= Source extract =
We now turn to the more basic notions of points, lines, and curves
in \threedim{} graphs.
These facilities use small floats (objects
of type \spadtype{DoubleFloat}) for data.
Let us first give names to the small float values \smath{0} and
\smath{1}.
\xtc{
The small float 0.
}{
\spadpaste{zero := 0.0@DFLOAT \bound{d1}}
}
\xtc{
The small float 1.
}{
\spadpaste{one  := 1.0@DFLOAT \bound{d2}}
}
The \spadSyntax{@} sign means ``of the type.'' Thus \spad{zero} is
\smath{0.0} of the type \spadtype{DoubleFloat}.
You can also say \spad{0.0::DFLOAT}.

Points can have four small float components: \smath{x, y, z} coordinates and an
optional color.
A ``curve'' is simply a list of points connected by straight line
segments.
\xtc{
Create the point \spad{origin} with color zero, that is, the lowest color
on the color map.
}{
\spadpaste{origin := point [zero,zero,zero,zero] \free{d1}\bound{d3}}
}
\xtc{
Create the point \spad{unit} with color zero.
}{
\spadpaste{unit := point [one,one,one,zero] \free{d1 d2}\bound{d4}}
}
\xtc{
Create the curve (well, here, a line) from
\spad{origin} to \spad{unit}.

= Raw data =

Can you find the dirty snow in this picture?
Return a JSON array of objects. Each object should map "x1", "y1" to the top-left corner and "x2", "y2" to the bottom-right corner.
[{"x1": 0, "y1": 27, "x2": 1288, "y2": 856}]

= Requests =
#1 Answer these questions from the excerpt on 3D points and curves:
(a) What type of objects do these facilities use for data?
(b) What does the @ sign mean?
(c) How many small float components can a point have, and what are they?
#2 From the excerpt on 3D points and curves, write out the stretch from "Points can have" through "with color zero.", substituting "first" for "lowest".

= Written responses =
#1
(a) Small floats, objects of type DoubleFloat.
(b) It means "of the type."
(c) Four: x, y, z coordinates and an optional color.

#2
Points can have four small float components: \smath{x, y, z} coordinates and an
optional color.
A ``curve'' is simply a list of points connected by straight line
segments.
\xtc{
Create the point \spad{origin} with color zero, that is, the first color
on the color map.
}{
\spadpaste{origin := point [zero,zero,zero,zero] \free{d1}\bound{d3}}
}
\xtc{
Create the point \spad{unit} with color zero.